### Exercise directions
In the items below, lay out the lines from the line with "646, row 300." through the line with "column 510, row 204", both included, as a Markdown table. Use a Row column that numbers each row and a Line column that holds each line, and skip any blank lines.

--- start of Exercise data ---

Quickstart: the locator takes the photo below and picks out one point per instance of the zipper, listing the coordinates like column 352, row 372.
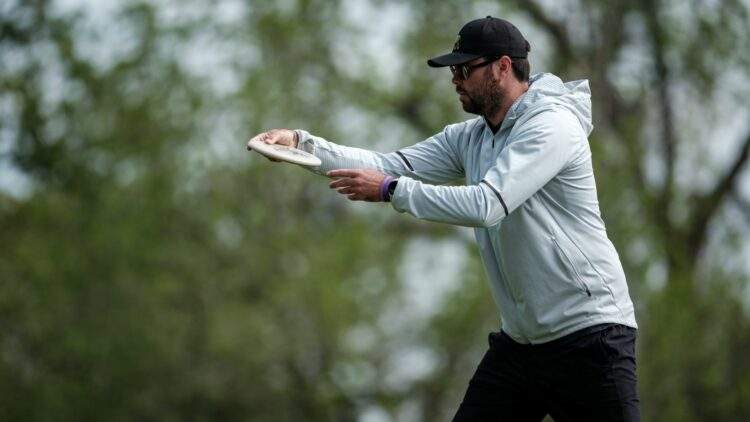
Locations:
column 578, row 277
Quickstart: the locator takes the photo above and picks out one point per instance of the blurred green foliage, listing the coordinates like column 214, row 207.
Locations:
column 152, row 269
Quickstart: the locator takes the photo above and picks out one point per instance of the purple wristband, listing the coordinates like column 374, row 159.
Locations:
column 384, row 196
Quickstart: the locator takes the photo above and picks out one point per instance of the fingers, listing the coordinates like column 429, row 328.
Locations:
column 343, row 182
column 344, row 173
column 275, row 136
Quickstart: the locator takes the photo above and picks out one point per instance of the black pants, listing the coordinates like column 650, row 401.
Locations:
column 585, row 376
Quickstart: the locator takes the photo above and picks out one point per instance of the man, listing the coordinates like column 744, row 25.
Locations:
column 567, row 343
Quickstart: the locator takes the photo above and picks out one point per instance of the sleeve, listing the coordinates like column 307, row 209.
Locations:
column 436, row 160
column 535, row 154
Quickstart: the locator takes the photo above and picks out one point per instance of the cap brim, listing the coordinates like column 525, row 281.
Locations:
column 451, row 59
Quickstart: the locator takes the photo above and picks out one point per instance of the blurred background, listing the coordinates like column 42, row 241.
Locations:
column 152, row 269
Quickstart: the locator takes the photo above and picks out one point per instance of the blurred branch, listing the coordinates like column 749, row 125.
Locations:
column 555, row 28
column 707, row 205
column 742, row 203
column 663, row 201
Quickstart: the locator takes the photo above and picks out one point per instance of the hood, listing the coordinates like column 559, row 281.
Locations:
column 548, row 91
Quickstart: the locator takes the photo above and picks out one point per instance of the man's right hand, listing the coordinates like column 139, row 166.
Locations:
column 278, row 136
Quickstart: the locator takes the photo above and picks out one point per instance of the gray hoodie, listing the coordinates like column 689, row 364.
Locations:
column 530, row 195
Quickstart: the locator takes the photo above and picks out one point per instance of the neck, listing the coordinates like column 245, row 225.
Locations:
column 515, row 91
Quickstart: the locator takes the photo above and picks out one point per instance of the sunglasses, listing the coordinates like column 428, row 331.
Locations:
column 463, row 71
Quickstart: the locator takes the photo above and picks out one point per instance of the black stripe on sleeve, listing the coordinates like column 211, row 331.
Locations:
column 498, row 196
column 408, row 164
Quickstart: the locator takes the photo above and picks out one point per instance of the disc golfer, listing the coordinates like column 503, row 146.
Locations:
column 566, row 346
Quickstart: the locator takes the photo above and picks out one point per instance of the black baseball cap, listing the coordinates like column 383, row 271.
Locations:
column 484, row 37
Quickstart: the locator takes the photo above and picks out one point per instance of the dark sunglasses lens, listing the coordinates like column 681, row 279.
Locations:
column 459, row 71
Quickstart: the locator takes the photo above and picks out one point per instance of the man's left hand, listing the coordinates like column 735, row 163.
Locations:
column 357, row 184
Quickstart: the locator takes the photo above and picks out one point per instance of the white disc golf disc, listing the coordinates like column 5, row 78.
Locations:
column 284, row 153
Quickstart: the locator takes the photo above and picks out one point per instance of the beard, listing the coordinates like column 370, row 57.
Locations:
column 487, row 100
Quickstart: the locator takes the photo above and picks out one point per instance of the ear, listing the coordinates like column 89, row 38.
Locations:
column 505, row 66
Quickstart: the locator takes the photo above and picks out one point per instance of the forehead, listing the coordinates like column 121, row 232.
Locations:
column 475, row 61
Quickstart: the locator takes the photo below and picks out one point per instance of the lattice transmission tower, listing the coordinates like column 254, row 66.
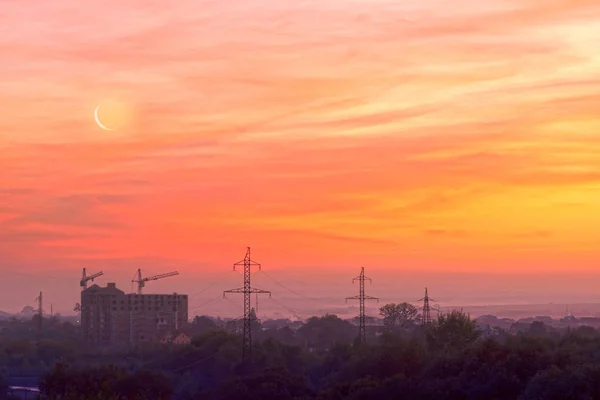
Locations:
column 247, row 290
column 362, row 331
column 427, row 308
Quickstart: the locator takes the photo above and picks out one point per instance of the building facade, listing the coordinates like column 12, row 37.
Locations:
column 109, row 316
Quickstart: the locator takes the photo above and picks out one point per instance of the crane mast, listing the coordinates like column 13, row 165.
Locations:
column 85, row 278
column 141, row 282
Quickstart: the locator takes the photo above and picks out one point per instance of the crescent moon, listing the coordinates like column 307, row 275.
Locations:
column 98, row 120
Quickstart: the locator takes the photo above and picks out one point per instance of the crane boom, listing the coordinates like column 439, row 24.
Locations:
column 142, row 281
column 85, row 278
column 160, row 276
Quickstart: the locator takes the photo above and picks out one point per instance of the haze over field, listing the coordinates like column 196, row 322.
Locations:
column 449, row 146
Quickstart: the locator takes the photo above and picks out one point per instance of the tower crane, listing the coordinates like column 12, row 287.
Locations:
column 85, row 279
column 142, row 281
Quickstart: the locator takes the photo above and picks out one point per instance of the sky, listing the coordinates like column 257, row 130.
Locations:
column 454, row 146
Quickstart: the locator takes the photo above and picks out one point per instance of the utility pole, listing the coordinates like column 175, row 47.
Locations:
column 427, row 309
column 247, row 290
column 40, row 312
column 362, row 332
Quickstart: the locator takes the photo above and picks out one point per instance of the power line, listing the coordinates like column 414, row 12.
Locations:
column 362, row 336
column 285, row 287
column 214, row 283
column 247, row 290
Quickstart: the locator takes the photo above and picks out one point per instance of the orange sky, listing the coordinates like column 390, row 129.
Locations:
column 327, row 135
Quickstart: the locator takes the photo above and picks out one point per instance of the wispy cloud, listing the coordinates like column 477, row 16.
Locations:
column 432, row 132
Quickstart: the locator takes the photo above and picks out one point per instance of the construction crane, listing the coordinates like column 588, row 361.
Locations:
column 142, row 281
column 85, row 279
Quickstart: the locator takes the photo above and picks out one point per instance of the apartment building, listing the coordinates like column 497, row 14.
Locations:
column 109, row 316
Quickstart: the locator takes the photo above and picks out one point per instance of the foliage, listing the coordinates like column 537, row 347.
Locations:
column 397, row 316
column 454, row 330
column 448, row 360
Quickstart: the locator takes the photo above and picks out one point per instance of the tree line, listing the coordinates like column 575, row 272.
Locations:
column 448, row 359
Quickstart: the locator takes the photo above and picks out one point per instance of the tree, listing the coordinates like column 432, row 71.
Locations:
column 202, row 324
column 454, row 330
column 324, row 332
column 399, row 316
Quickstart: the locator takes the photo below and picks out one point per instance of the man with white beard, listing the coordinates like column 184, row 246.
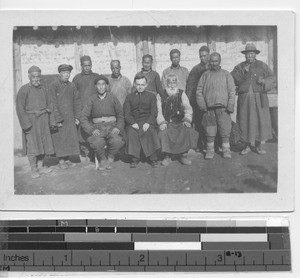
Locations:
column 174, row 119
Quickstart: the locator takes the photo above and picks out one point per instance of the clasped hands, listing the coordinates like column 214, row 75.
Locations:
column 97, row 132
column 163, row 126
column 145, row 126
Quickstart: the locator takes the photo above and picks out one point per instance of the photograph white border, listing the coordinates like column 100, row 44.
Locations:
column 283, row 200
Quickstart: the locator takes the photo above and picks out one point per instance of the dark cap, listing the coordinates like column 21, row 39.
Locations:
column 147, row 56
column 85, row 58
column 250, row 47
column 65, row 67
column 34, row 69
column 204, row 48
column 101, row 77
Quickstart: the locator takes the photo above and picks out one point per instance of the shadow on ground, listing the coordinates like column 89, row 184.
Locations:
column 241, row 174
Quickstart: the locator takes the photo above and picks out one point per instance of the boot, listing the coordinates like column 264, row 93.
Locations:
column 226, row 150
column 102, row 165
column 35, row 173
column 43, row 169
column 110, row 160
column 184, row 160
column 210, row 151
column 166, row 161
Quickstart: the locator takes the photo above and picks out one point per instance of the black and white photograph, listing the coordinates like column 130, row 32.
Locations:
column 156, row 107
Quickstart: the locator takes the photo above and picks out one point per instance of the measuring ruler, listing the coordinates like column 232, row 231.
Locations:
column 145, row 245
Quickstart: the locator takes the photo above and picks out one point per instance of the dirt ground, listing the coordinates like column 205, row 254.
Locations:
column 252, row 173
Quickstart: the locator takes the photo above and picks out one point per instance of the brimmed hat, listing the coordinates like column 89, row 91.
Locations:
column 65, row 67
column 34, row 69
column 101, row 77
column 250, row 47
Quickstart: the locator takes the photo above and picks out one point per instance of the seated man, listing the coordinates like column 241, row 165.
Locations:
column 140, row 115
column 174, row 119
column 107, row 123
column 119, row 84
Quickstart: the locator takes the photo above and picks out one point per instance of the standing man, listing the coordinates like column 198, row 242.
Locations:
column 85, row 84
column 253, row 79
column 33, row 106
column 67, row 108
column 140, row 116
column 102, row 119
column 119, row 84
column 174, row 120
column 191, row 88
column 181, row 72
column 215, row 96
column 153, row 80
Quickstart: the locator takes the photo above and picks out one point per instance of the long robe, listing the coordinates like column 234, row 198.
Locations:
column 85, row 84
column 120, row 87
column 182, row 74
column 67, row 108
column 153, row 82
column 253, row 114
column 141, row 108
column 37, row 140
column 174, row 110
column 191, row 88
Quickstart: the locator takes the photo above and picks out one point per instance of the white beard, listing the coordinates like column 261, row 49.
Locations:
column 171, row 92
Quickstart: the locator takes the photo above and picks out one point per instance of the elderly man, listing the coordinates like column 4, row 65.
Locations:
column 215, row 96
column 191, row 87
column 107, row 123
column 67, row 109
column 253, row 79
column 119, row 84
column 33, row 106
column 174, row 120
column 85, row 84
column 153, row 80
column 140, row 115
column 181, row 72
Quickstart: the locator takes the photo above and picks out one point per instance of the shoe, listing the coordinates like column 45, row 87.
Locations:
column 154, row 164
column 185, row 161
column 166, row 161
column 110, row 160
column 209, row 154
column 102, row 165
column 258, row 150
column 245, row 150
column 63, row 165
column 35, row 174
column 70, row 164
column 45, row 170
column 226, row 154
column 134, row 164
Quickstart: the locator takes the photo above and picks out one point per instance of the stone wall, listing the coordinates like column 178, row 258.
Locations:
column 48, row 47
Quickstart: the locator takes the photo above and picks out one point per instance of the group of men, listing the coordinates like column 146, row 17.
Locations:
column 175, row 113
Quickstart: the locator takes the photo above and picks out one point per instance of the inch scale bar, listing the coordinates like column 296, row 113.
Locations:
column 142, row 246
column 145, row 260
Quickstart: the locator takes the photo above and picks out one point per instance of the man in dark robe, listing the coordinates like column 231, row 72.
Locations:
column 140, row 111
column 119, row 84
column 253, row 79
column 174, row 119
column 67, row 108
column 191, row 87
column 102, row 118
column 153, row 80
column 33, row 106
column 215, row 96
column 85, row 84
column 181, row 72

--- end of Exercise data ---
--- start of Exercise data ---

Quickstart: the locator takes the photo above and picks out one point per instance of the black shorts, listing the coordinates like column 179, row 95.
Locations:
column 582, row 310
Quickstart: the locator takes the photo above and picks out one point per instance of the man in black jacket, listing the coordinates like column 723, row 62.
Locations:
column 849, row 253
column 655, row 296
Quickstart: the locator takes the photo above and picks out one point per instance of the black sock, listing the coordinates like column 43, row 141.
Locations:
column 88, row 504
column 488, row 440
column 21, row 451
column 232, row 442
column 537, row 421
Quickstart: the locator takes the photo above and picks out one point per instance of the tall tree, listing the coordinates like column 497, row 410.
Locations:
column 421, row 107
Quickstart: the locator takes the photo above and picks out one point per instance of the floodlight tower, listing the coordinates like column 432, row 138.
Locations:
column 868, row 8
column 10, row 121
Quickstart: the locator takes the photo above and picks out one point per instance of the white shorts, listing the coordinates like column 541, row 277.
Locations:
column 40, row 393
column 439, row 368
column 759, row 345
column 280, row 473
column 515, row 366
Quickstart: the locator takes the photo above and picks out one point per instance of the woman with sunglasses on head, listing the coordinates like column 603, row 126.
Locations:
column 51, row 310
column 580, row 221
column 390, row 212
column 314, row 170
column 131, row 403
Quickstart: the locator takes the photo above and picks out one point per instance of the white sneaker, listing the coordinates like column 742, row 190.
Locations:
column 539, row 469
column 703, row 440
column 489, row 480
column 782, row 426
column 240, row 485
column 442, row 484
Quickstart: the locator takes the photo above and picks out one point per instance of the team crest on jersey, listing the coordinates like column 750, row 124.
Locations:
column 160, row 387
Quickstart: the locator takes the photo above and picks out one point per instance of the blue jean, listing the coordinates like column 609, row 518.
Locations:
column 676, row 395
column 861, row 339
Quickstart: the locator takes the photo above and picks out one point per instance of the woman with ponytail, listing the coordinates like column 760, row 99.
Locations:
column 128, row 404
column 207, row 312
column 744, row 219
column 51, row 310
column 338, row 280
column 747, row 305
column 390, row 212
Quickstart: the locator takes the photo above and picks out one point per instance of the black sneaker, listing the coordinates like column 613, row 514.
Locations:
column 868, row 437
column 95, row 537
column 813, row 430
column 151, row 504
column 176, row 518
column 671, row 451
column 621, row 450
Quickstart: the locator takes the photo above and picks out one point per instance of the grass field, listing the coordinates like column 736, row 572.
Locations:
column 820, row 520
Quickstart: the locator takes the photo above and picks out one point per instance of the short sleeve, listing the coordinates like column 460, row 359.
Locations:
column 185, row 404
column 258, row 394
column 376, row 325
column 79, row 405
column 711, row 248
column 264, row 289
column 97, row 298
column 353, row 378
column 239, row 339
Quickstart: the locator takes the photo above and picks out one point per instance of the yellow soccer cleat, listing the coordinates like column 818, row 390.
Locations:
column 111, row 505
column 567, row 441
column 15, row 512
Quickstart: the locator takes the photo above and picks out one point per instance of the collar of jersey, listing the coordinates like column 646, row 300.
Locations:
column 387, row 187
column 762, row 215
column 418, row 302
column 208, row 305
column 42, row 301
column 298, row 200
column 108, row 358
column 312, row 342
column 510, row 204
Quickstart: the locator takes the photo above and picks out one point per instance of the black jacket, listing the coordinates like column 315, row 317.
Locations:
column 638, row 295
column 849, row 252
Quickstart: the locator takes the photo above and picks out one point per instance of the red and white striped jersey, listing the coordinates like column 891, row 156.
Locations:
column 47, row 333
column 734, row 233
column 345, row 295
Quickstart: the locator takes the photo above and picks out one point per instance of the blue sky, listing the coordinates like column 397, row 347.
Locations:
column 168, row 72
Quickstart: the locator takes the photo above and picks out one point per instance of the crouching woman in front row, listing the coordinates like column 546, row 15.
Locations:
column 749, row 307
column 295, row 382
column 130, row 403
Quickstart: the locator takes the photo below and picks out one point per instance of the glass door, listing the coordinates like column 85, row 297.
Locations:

--- end of Exercise data ---

### Answer in full
| Row | Line |
|---|---|
| 1 | Quickstart: the locator takes the photo above and picks out one point per instance of the collar of jersey, listing the coordinates like column 646, row 300. |
| 2 | Locations: |
| 3 | column 387, row 187 |
| 4 | column 762, row 215 |
| 5 | column 418, row 302 |
| 6 | column 208, row 305 |
| 7 | column 42, row 301 |
| 8 | column 298, row 200 |
| 9 | column 108, row 358 |
| 10 | column 312, row 342 |
| 11 | column 510, row 204 |